Written request: Please pull out every line in the listing that contains the string "bicycle".

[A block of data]
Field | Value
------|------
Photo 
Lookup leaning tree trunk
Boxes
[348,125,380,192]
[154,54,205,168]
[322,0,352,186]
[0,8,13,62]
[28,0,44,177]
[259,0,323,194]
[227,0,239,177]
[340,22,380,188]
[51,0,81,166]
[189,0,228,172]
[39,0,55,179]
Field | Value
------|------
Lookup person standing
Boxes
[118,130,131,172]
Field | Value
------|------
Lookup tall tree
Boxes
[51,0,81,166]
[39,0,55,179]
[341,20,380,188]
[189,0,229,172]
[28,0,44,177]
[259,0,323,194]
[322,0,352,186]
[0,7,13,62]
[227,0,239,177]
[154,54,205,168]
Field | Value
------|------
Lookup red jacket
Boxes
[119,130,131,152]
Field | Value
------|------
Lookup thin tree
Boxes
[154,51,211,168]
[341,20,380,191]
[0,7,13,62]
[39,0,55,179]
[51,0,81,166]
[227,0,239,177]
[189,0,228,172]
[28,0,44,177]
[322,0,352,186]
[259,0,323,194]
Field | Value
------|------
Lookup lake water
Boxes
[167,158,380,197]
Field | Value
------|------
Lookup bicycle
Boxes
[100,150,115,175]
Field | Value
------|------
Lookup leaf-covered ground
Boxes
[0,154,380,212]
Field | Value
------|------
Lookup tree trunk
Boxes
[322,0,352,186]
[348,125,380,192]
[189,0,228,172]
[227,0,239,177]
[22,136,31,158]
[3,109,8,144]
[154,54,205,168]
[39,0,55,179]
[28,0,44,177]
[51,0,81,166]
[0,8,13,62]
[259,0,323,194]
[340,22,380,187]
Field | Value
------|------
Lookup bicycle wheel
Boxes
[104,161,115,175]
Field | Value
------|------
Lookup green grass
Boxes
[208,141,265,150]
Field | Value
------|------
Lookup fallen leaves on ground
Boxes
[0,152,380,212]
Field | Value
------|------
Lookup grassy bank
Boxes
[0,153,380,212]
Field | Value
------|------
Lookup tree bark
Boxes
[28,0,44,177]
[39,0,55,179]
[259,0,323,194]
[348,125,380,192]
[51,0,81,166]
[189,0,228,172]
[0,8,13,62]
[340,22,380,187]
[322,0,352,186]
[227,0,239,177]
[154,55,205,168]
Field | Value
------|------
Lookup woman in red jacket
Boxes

==

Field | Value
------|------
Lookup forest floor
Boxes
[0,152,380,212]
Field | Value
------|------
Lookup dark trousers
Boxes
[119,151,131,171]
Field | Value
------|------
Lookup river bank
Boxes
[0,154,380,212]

Task result:
Lookup bicycle
Lookup bicycle wheel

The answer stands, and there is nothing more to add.